## Exercise instructions
Below are some records. How many of their lines contain the string "boot"? Give the number only.

Phrase grounding data:
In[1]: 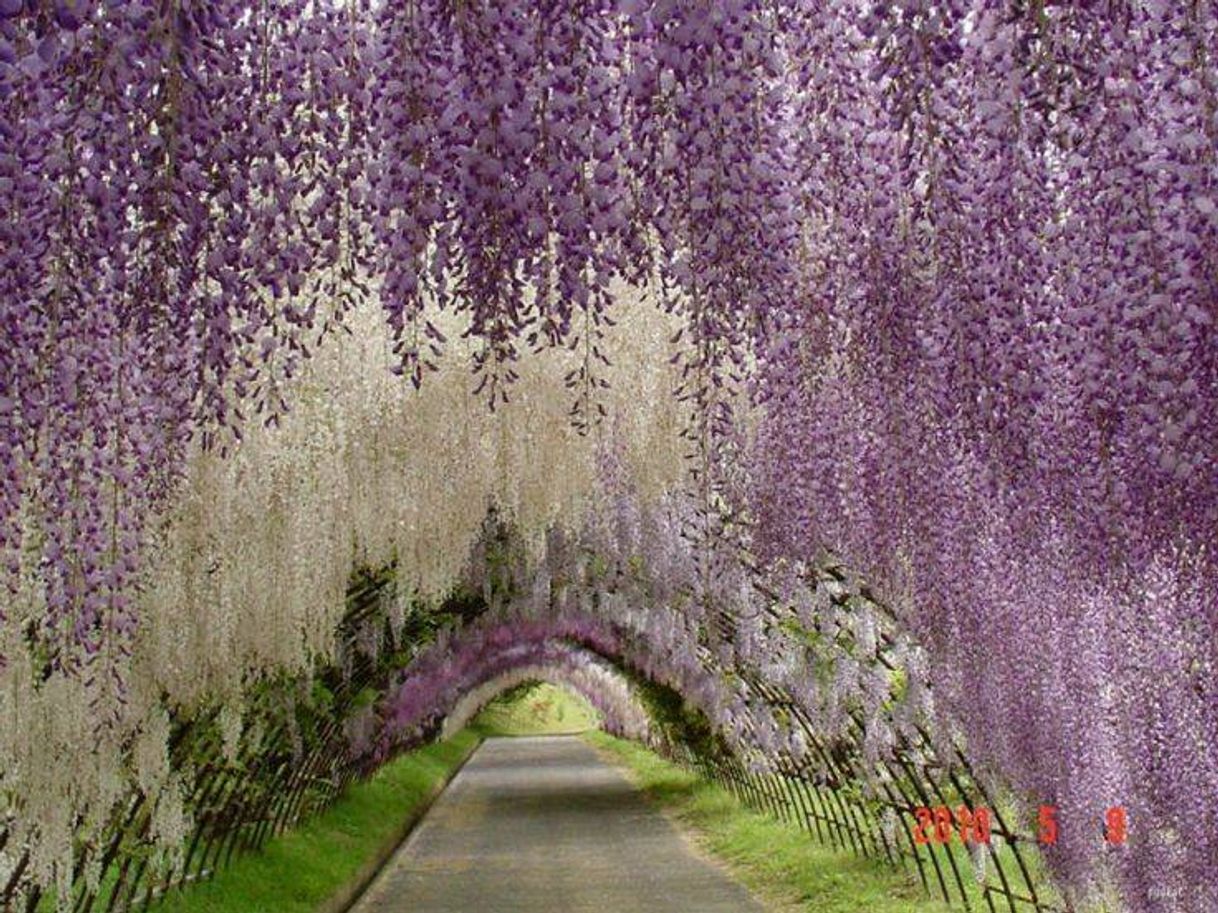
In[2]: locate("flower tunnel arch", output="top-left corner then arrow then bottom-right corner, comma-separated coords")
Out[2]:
352,549 -> 1068,913
1,1 -> 1215,912
437,650 -> 651,741
2,550 -> 1065,913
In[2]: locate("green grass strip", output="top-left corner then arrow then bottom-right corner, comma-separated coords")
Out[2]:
586,731 -> 958,913
147,729 -> 482,913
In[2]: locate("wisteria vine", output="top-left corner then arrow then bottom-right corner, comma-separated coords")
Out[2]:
1,1 -> 1215,912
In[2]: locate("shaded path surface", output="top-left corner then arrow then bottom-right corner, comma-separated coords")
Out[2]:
351,735 -> 768,913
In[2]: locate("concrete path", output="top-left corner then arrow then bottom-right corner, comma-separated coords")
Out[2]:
350,735 -> 768,913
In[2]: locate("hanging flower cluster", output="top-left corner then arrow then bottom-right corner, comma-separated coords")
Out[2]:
373,0 -> 635,413
370,0 -> 802,429
0,0 -> 373,687
1,0 -> 801,676
746,2 -> 1218,910
1,276 -> 688,899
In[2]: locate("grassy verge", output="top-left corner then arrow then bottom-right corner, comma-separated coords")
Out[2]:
587,731 -> 957,913
140,683 -> 595,913
146,729 -> 482,913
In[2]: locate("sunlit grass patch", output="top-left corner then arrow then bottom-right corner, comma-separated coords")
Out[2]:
471,681 -> 600,736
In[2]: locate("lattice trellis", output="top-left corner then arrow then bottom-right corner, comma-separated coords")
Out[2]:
654,562 -> 1063,913
1,571 -> 412,913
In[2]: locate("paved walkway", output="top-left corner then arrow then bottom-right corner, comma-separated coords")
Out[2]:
350,735 -> 768,913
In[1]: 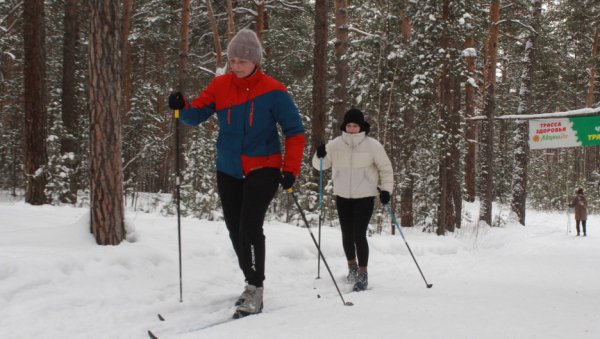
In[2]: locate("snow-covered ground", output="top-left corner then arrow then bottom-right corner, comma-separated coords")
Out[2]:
1,194 -> 599,339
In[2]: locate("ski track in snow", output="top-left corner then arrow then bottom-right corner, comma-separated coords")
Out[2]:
1,200 -> 599,339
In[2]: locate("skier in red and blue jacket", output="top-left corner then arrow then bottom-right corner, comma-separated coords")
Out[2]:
168,29 -> 305,318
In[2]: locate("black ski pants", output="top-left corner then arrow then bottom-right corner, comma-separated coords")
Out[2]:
217,168 -> 280,287
336,196 -> 375,267
576,220 -> 587,235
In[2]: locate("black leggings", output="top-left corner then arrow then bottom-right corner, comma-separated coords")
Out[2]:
217,168 -> 279,287
576,220 -> 587,235
336,196 -> 375,267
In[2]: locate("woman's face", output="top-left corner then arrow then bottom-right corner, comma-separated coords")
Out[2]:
229,57 -> 256,78
345,122 -> 361,134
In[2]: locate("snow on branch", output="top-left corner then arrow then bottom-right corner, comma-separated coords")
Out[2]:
348,26 -> 379,39
233,7 -> 258,16
496,19 -> 537,35
468,107 -> 600,121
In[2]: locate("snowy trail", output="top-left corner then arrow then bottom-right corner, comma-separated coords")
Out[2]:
1,201 -> 599,339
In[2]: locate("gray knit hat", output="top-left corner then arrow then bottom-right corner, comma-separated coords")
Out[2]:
227,29 -> 263,65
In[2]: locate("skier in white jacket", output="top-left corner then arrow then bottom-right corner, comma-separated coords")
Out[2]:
312,108 -> 394,291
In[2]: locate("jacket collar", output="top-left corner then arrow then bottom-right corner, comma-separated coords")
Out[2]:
230,67 -> 263,90
341,131 -> 366,147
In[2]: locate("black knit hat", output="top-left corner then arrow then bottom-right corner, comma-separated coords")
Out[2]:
340,108 -> 370,134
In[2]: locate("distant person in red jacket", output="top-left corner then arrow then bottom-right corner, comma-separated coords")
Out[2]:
168,29 -> 305,318
569,187 -> 588,236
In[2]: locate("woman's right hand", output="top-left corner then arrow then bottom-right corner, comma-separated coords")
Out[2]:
168,92 -> 185,110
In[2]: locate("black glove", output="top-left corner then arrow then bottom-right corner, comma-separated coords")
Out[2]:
168,92 -> 186,110
379,190 -> 390,204
316,143 -> 327,159
280,171 -> 296,190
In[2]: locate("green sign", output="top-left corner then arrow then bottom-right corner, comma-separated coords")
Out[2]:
529,116 -> 600,149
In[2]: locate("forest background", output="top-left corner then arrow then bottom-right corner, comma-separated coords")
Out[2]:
1,0 -> 599,243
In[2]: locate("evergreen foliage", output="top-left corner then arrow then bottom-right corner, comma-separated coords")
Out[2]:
1,0 -> 600,229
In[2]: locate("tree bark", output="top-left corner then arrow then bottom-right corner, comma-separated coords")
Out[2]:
60,0 -> 81,204
479,0 -> 500,226
205,0 -> 224,70
89,0 -> 125,245
121,0 -> 133,126
256,1 -> 265,43
511,0 -> 541,226
437,0 -> 462,234
333,0 -> 349,135
586,22 -> 600,108
400,106 -> 415,228
178,0 -> 191,93
464,36 -> 477,202
226,0 -> 235,42
23,0 -> 48,205
585,21 -> 600,182
311,0 -> 328,153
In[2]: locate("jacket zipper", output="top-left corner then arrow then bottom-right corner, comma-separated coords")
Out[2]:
249,101 -> 254,127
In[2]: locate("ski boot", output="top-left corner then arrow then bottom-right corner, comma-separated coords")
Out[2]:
233,285 -> 263,319
353,271 -> 368,292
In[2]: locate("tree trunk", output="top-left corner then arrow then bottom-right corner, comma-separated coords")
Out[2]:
333,0 -> 349,135
312,0 -> 328,153
437,0 -> 462,234
178,0 -> 191,93
89,0 -> 125,245
205,0 -> 224,71
121,0 -> 133,125
479,0 -> 500,226
23,0 -> 48,205
226,0 -> 235,42
256,1 -> 265,43
1,48 -> 20,196
585,22 -> 600,182
586,22 -> 600,108
464,36 -> 477,202
60,0 -> 81,204
400,107 -> 415,228
511,0 -> 541,226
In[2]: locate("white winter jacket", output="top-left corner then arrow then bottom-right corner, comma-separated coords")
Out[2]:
312,132 -> 394,199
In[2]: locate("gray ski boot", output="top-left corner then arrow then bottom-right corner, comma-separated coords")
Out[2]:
233,285 -> 263,319
347,264 -> 359,283
353,271 -> 368,291
235,285 -> 254,306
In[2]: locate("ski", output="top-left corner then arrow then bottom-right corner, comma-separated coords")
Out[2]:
232,309 -> 260,319
147,311 -> 237,338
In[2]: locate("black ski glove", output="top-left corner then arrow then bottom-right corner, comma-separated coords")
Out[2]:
379,190 -> 390,204
280,171 -> 296,190
168,92 -> 186,110
316,143 -> 327,159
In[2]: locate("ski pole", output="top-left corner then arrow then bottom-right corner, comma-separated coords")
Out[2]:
174,109 -> 183,302
288,189 -> 353,306
317,158 -> 323,279
384,204 -> 433,289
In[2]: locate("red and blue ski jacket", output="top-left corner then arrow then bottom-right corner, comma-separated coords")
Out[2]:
179,69 -> 305,179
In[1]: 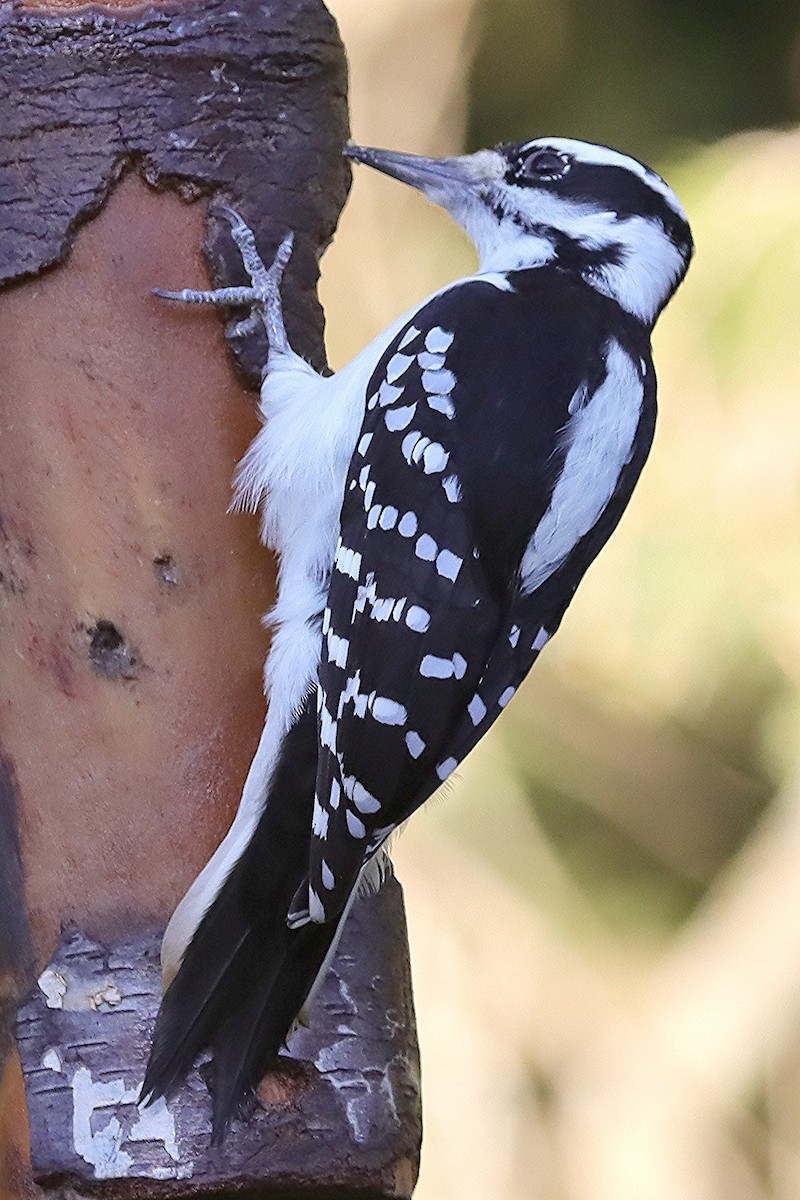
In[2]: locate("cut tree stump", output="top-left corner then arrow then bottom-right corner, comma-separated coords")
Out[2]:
0,0 -> 422,1192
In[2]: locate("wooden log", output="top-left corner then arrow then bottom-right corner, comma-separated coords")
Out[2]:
17,879 -> 420,1197
0,0 -> 422,1191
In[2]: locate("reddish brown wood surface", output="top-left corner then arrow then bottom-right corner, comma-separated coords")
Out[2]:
0,175 -> 275,965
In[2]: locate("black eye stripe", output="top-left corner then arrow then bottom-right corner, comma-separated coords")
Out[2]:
494,142 -> 693,261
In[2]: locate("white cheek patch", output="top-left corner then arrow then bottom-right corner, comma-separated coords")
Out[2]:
521,341 -> 643,595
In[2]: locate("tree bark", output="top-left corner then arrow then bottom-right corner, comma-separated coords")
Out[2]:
0,0 -> 421,1192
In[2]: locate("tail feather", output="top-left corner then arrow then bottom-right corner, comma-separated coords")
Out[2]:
206,920 -> 338,1138
142,693 -> 339,1137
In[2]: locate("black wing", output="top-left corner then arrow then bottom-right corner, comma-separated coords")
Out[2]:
290,274 -> 654,923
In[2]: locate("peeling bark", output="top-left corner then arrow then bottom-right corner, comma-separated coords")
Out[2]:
0,0 -> 351,379
18,880 -> 420,1198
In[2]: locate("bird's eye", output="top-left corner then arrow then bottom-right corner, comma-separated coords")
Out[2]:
519,149 -> 570,181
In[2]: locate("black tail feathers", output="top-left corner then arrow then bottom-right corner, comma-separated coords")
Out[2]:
141,695 -> 337,1140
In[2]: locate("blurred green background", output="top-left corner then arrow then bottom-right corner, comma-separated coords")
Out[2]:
322,2 -> 800,1197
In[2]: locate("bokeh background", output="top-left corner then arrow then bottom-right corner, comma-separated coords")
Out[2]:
320,3 -> 800,1197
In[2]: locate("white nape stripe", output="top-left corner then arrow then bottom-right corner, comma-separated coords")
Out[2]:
487,186 -> 684,323
521,341 -> 643,596
587,214 -> 686,324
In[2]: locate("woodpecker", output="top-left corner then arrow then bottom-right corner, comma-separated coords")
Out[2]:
141,137 -> 693,1136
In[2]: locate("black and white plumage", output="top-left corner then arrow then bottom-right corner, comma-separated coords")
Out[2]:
141,137 -> 693,1136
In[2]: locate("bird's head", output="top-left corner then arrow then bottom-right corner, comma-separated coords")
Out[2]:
346,137 -> 693,325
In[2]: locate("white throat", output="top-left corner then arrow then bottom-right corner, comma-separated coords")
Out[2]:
463,190 -> 683,323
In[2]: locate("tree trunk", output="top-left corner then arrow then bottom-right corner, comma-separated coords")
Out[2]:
0,0 -> 421,1192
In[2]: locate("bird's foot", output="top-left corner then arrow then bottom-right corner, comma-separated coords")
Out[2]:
153,203 -> 294,353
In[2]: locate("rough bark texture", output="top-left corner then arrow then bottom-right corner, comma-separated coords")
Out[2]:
0,0 -> 421,1192
17,878 -> 420,1198
0,0 -> 351,379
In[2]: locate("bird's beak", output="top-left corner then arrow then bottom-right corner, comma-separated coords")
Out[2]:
344,143 -> 503,203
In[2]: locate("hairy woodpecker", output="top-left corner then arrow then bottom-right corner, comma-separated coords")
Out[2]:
141,137 -> 693,1136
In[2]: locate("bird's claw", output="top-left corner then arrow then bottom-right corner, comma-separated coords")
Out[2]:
153,204 -> 295,357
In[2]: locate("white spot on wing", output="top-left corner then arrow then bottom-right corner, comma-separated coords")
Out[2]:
498,686 -> 516,708
405,605 -> 430,632
425,326 -> 454,353
313,797 -> 329,837
358,431 -> 373,456
422,442 -> 449,474
38,969 -> 67,1010
372,696 -> 408,726
386,352 -> 414,382
468,694 -> 487,725
405,731 -> 426,758
416,534 -> 438,561
417,350 -> 445,370
399,324 -> 421,349
436,549 -> 462,581
427,393 -> 455,418
398,511 -> 418,537
353,782 -> 381,813
346,810 -> 366,839
442,474 -> 462,503
379,505 -> 399,530
385,403 -> 417,432
532,626 -> 550,651
411,435 -> 431,465
420,654 -> 454,679
42,1048 -> 63,1073
309,888 -> 325,922
321,860 -> 336,890
378,380 -> 404,406
401,430 -> 423,463
335,543 -> 362,581
436,757 -> 458,781
422,368 -> 456,395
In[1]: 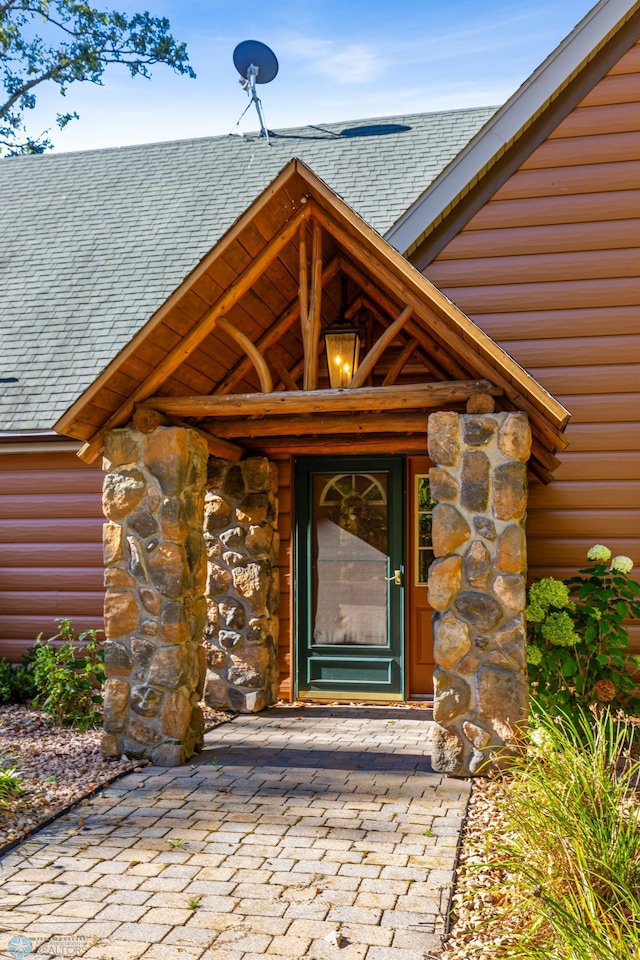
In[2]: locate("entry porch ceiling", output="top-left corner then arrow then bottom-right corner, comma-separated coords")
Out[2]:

## Task output
2